## Task objective
Transcribe the records below line by line, exactly as they read.

## Available data
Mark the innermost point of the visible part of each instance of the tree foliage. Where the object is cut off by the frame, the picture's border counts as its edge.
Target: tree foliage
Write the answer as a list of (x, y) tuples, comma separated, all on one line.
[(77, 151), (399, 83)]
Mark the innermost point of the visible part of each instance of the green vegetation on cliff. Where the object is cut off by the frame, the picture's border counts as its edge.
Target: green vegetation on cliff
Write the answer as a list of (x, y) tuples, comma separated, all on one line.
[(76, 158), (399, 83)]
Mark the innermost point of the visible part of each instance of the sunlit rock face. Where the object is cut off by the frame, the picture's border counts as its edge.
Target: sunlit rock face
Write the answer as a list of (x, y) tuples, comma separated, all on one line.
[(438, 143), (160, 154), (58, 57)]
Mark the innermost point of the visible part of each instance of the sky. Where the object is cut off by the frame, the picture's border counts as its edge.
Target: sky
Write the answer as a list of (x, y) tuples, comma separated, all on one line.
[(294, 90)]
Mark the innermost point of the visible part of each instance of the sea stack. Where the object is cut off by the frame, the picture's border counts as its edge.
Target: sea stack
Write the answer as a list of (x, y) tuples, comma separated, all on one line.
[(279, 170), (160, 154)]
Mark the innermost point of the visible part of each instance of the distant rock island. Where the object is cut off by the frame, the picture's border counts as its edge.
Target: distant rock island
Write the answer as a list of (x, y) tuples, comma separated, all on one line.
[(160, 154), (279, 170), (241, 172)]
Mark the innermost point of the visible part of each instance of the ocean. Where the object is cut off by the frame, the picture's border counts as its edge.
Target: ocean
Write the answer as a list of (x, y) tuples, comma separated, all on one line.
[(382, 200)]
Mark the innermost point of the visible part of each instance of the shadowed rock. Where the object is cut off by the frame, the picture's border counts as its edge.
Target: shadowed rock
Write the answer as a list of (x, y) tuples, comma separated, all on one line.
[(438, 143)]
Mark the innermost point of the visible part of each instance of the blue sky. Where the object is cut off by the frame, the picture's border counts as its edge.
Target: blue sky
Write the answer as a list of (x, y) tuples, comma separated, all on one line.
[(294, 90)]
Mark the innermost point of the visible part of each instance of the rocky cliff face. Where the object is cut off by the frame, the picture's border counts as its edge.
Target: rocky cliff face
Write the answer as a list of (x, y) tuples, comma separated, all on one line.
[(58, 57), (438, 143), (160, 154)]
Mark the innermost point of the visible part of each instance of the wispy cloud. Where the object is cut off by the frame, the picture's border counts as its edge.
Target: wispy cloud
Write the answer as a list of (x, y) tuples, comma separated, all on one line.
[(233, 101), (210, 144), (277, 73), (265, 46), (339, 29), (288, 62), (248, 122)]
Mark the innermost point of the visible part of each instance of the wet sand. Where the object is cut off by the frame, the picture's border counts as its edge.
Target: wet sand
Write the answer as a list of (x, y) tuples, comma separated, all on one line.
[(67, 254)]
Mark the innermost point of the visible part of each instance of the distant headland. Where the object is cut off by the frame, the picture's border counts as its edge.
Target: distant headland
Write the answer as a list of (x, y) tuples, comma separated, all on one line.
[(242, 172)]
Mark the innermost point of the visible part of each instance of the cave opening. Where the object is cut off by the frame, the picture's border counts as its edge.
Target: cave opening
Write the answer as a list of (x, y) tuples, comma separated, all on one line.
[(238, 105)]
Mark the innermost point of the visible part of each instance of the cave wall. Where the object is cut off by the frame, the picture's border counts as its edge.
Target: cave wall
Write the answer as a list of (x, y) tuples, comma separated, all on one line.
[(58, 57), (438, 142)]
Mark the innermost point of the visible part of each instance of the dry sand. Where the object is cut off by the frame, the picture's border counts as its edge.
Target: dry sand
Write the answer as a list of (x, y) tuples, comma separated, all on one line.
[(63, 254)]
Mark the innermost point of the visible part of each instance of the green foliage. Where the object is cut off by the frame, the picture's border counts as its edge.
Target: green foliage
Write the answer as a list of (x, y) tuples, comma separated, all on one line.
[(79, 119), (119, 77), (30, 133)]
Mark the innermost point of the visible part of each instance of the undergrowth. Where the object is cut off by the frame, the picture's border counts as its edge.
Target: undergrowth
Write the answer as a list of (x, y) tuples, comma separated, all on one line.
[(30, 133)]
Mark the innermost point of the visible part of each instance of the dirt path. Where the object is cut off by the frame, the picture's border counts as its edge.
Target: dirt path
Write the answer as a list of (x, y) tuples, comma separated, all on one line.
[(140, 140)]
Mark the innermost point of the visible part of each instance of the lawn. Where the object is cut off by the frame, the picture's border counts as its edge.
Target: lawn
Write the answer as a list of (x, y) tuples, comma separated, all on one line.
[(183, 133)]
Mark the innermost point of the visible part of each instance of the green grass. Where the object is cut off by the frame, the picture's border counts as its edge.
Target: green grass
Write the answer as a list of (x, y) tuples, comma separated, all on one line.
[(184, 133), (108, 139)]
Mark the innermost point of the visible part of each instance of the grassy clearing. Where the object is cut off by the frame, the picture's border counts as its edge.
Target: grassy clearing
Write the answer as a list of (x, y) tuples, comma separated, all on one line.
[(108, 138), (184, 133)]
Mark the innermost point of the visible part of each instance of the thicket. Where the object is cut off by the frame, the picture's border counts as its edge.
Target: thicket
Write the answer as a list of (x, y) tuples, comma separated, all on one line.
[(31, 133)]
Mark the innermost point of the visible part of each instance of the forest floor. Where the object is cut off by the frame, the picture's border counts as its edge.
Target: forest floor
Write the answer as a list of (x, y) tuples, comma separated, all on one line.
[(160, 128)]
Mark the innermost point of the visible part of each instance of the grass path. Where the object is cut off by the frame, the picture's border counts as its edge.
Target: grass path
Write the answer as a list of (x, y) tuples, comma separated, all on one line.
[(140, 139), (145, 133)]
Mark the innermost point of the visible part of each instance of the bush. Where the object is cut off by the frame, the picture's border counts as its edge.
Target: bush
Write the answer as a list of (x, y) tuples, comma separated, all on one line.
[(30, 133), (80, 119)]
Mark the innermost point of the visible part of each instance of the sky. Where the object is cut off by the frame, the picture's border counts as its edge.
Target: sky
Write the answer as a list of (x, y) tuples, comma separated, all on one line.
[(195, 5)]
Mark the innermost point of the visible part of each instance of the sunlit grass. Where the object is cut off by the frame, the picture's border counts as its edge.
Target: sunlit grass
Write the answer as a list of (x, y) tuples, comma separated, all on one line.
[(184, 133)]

## Result below
Mark the innermost point of the visible part of each instance of the tree foliage. Where the object is cut off by the frame, the picture's border counts as its edge.
Target: tree foliage
Write the answer as a list of (x, y) tuples, comma separated, all on one line.
[(77, 151), (399, 83)]
Mark the innermost point of the visible part of each instance of the green vegetation on cliff. Where the object is cut off by the frame, the picture's border counts as its edge.
Target: green vegetation on cliff
Write the answer as a list of (x, y) tuples, comma separated, all on one line.
[(76, 158), (399, 83)]
Mark the innermost point of the visible part of each instance of the sunlit rock face. Where the object is cut off by the frame, the picture's border counts as its edge.
Target: sunlit rock face
Write the answer as a list of (x, y) tuples, comma separated, all on one line.
[(438, 143), (160, 154), (58, 57)]
Mark the innermost point of the visible part of each instance of the sky. Where the object is cut off by the frame, the picture's border counts as its edge.
Target: sky
Write the answer as a list of (x, y) tuples, comma separated, all on one line.
[(294, 90)]
Mark the innermost point of the visible part of each instance of the sea stack. Where the object is cut off by the frame, the picture's border counts as its edge.
Target: sea stack
Write the answer as a list of (x, y) tuples, comma separated, all on one line.
[(279, 170), (160, 154)]
Mark the innermost point of the visible part of each instance of the distant rock island. Where the object is cut off by the frame, the picture's border counts as its edge.
Target: distant rock island
Write the answer as a list of (x, y) tuples, comma separated, all on one line.
[(160, 154), (279, 170), (241, 172)]
Mark the innermost point of the visible part of each instance of the ocean. Where the object is cut off by the frame, the picture's border counts as its edge.
Target: ocean
Write the answer as a list of (x, y) tuples, comma separated, all on one line.
[(382, 200)]
Mark the innermost point of the visible part of each instance of the shadowed rock. Where the object is cut off by the frame, the picture's border counts as its edge.
Target: shadowed rock
Write the answer as a list of (x, y) tuples, comma separated, all on one line.
[(438, 143)]
Mark the innermost point of the visible part of each instance of the blue sky. Where the object is cut off by the frame, the picture's border counts as its edge.
Target: blue sky
Write the answer as a list of (x, y) tuples, comma separated, all on one line.
[(294, 90)]
Mark the innermost point of the visible part of each instance of the rocky cliff face. Where the object is cut off by the frame, the picture's border counts as its edge.
Target: rocky cliff face
Write the answer as a list of (x, y) tuples, comma separated, all on one line.
[(58, 57), (438, 143), (160, 154)]
Mark the innermost point of the visible part of each instance of the wispy cloud. Where the object is cut off by the frame, the picture's border counts as its edge.
Target: wispy cloud
Write the answer as a list of (x, y) tuples, comma separated, all on one line.
[(233, 101), (210, 144), (277, 73), (265, 46), (339, 29), (288, 62), (248, 122)]
Mark the innermost point of the visible part of each instance of the wet sand. Where the object is cut off by the frame, the picture's border counts as its edge.
Target: wet sand
Write the answer as a list of (x, y) tuples, comma separated, all on one line.
[(67, 254)]
Mark the innermost point of the visible part of each instance of the distant headland. Where the object is cut off by the frame, the picture's border counts as its edge.
Target: distant headland
Write the answer as a list of (x, y) tuples, comma separated, all on one line.
[(242, 172)]
Mark the innermost point of the visible part of each instance of the cave opening. Where the object is cut off by the frame, the picture's border counts as its edge.
Target: cave opening
Write the answer as a list of (x, y) tuples, comma separated, all on one line.
[(238, 105)]
Mark the innermost point of the visible part of each instance of the cave wall. Where the object is cut off by the frame, the picture's border counts as its edge.
Target: cave wall
Write the answer as a list of (x, y) tuples, comma separated, all on one line.
[(58, 57), (438, 142)]
Mark the innermost point of the visible part of each instance of the dry sand. Where the object is cut off by the frame, the picture's border counts as its edge.
Target: dry sand
Write the answer as a list of (x, y) tuples, comma separated, all on one line.
[(63, 254)]
Mark the innermost point of the visible part of each instance of the green foliage. Where the object is cut off by the frame, the picture's border counts as its edge.
Target: green foliage
Write the answer as a list of (x, y) tuples, comma separated, all on one line.
[(79, 119), (119, 77), (30, 133)]
Mark the innermost point of the visible part of each instance of the undergrowth. Where the object is cut off by the frame, the picture's border counts as its edge.
Target: undergrowth
Write the answer as a list of (x, y) tuples, comma separated, all on one line.
[(30, 133)]
Mark the innermost point of the visible part of each instance of the dirt path. Where the object is cut off by the frame, the picture's border counts as its edge.
Target: dirt path
Write the answer as a list of (x, y) tuples, comma separated, all on one line.
[(140, 140)]
Mark the innermost point of the visible part of each instance of the lawn. Where the object is cut off by the frame, the picture's border counts as its edge.
Target: lawn
Write the answer as a list of (x, y) tuples, comma separated, all on one line.
[(183, 133)]
Mark the innermost point of the visible part of each instance of the green grass. Where the object is cut off by the frame, the picture's border counts as its edge.
Target: green grass
Write the answer as a list of (x, y) tuples, comma separated, all on one line.
[(184, 133), (108, 139)]
Mark the innermost point of the visible part of each instance of the grassy clearing. Where the object is cut off by the frame, the picture's border counts as its edge.
Target: grassy clearing
Write the answer as a list of (x, y) tuples, comma separated, all on one line.
[(108, 138), (184, 133)]
Mark the innermost point of the visible part of each instance of the thicket. Where the object is cut off by the frame, the picture's border counts as its edge.
Target: thicket
Write the answer as a list of (x, y) tuples, comma separated, all on one line.
[(31, 133)]
Mark the innermost point of the visible part of each instance of the forest floor. Where the object is cut off by the frame, the picture's border counts as its edge.
Target: forest floor
Write the answer as a list of (x, y) tuples, comma separated, all on one line.
[(160, 128)]
Mark the innermost point of the visible part of each instance of the grass path. Where the object is cut off by the frame, the picture's border counts as its edge.
Target: grass path
Write the answer as a list of (x, y) tuples, comma separated, all on one line.
[(140, 139), (145, 133)]
Mark the innermost point of the visible part of each instance of the bush. Where the object is cut off by the frame, the picture's border counts as its edge.
Target: bush
Write the answer as a list of (x, y) tuples, comma separated, all on one line.
[(30, 133), (80, 119)]
Mark the innermost point of the visible part of each instance of the sky. Where the object is cut off by the frame, the picture's border counts as its edge.
Target: sky
Write the answer as a list of (x, y) tuples, comma separated, all on one line.
[(195, 5)]
Mark the innermost point of the visible part of each instance of the sunlit grass. Where the object is cut off by the frame, the picture's border counts as its edge.
Target: sunlit grass
Write the answer as a list of (x, y) tuples, comma separated, all on one line.
[(184, 133)]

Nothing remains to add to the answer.